RECORDS —
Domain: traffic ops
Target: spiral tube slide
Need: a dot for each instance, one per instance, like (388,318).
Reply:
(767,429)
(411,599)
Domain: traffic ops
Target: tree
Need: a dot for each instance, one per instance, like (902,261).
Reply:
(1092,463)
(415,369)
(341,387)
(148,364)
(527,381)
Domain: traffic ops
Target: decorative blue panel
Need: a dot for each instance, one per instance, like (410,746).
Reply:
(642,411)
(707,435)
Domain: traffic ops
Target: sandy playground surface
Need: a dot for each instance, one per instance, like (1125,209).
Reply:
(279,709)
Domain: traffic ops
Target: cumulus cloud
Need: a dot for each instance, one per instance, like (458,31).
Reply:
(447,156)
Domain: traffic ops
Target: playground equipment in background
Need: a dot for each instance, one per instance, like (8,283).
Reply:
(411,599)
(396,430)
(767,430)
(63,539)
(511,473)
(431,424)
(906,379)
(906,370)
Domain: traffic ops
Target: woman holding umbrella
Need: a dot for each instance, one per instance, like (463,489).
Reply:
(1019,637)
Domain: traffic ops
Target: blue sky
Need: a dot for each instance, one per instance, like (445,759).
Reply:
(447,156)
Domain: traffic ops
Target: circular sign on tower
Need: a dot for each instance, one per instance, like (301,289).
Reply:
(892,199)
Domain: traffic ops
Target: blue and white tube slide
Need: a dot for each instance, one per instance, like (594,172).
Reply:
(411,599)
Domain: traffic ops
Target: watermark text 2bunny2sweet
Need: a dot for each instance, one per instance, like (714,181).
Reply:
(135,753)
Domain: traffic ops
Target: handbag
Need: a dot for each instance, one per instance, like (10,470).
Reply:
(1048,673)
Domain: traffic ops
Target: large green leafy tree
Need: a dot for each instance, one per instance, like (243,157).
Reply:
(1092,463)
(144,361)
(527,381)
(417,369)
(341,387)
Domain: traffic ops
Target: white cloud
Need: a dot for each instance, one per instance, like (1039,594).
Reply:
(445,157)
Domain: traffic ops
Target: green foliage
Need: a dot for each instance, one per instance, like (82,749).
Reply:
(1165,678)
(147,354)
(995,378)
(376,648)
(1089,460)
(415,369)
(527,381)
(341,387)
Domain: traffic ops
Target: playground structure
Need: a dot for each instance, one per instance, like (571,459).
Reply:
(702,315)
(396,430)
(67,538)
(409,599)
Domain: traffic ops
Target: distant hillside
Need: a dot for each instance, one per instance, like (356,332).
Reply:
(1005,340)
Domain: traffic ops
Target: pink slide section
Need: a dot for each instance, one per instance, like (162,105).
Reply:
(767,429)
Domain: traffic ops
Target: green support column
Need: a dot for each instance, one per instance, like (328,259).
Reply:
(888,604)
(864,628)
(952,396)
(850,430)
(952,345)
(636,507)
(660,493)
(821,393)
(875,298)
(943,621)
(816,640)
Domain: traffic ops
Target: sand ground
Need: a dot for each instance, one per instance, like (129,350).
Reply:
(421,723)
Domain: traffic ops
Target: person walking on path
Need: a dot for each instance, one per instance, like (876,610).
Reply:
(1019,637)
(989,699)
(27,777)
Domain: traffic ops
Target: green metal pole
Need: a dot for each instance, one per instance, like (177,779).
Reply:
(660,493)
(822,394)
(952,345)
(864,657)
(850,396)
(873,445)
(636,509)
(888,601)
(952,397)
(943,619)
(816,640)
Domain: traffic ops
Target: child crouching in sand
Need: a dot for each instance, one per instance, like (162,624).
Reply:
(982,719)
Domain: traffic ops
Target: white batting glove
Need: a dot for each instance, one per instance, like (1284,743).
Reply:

WHAT YOU HAVE TO DO — All records above must be set down exactly, please.

ANSWER TO THE EXERCISE —
Domain: traffic ops
Target: spiral tube slide
Need: a dot for each instance, one per instance, like (388,318).
Reply:
(767,429)
(411,599)
Domain: traffic ops
Target: tree
Need: a dot for each instance, one per instance, like (902,261).
Reply:
(1092,463)
(415,369)
(341,387)
(148,364)
(527,381)
Domain: traffic ops
Target: decorative blue panel
Need: a dot for each instance, one per instance, like (410,746).
Reply:
(642,411)
(707,435)
Domain: traffic ops
Target: sandy playground surface
Need: a dot for each instance, one per instance, like (1125,209).
Reply:
(279,709)
Domain: traffic ops
Target: cumulus cloud
Need: a dot for each instance, one per instance, like (458,31).
Reply:
(447,156)
Domain: traffic ops
Target: playground equipment in background
Need: a dot for each instance, one per instance, like (8,283).
Reply:
(411,599)
(396,430)
(767,430)
(63,539)
(511,473)
(431,424)
(906,379)
(906,370)
Domain: traffic ops
Target: woman holding umbrella
Need: a dot for each instance, one per instance, like (463,489).
Reply:
(1019,637)
Domain: traffic ops
Target: blue sky
Need: a dot for each instance, one per instance, like (445,759).
Reply:
(447,156)
Domain: traffic ops
Target: circular sign on tower
Need: a dot for each instance, one per instance, like (301,289).
Reply:
(892,199)
Domain: traffic ops
Target: blue and white tube slide
Need: a dot for each instance, one per instance, like (594,172).
Reply:
(411,599)
Domain: traffic ops
Target: watermark text 2bunny2sweet
Need: a dot for each instance, one per instance, like (714,181).
Reply:
(135,753)
Domain: traffic ops
Target: handbag
Need: a dot for each instance, one per instance, like (10,470).
Reply:
(1048,673)
Domain: traffic ops
Target: large green leafy tree
Need: a dot for each instance, one per instance, like (243,157).
Reply:
(1092,463)
(144,361)
(527,381)
(417,369)
(341,387)
Domain: traffic ops
Target: white cloud
Need: a dot for each instance, one per instance, like (1039,594).
Reply:
(445,157)
Domain: traffic ops
Target: green foliage
Need: a dot for each instance, one per instance, like (82,749).
Reply:
(1165,678)
(147,354)
(995,378)
(376,648)
(1089,460)
(415,369)
(527,381)
(341,387)
Domain: traffic ops
Target: playground structure
Need: a dot for each instance, one per instance, like (571,459).
Reply:
(702,315)
(396,430)
(67,538)
(409,599)
Domain: traffic ops
Target: distant hillside
Need: a dot for each instance, one per instance, like (356,332).
Reply:
(1005,340)
Domain: traffic ops
Target: pink slide section
Need: a dot for each instance, one per instance, like (162,105).
Reply:
(767,429)
Domain: traffic ops
Target: green support column
Need: a dot for each instance, one per instance, like (328,259).
Reply:
(888,604)
(864,628)
(952,396)
(850,430)
(952,345)
(636,507)
(660,493)
(821,393)
(875,298)
(943,621)
(816,640)
Domain: traffic ops
Target: sand ground
Need: a dot for each instance, one per instance, like (129,350).
Reply:
(421,723)
Domain: traffic ops
Target: person walking on path
Need: a dot for each instance, one per instance, like (876,610).
Reply:
(1019,637)
(989,699)
(27,777)
Domain: traffic ops
Target: green metal pole
Need: a dot for each instance, one per instance, like (177,779).
Reply:
(660,493)
(822,394)
(952,345)
(864,657)
(850,396)
(873,445)
(636,509)
(888,601)
(952,397)
(943,619)
(816,640)
Domain: traffic ops
Target: child crouching in sand
Need: a dot for each instance, one per instance, like (162,624).
Reply:
(982,719)
Domain: traffic ops
Target: white batting glove
Need: a dot for each instance, one per instance, like (1284,743).
Reply:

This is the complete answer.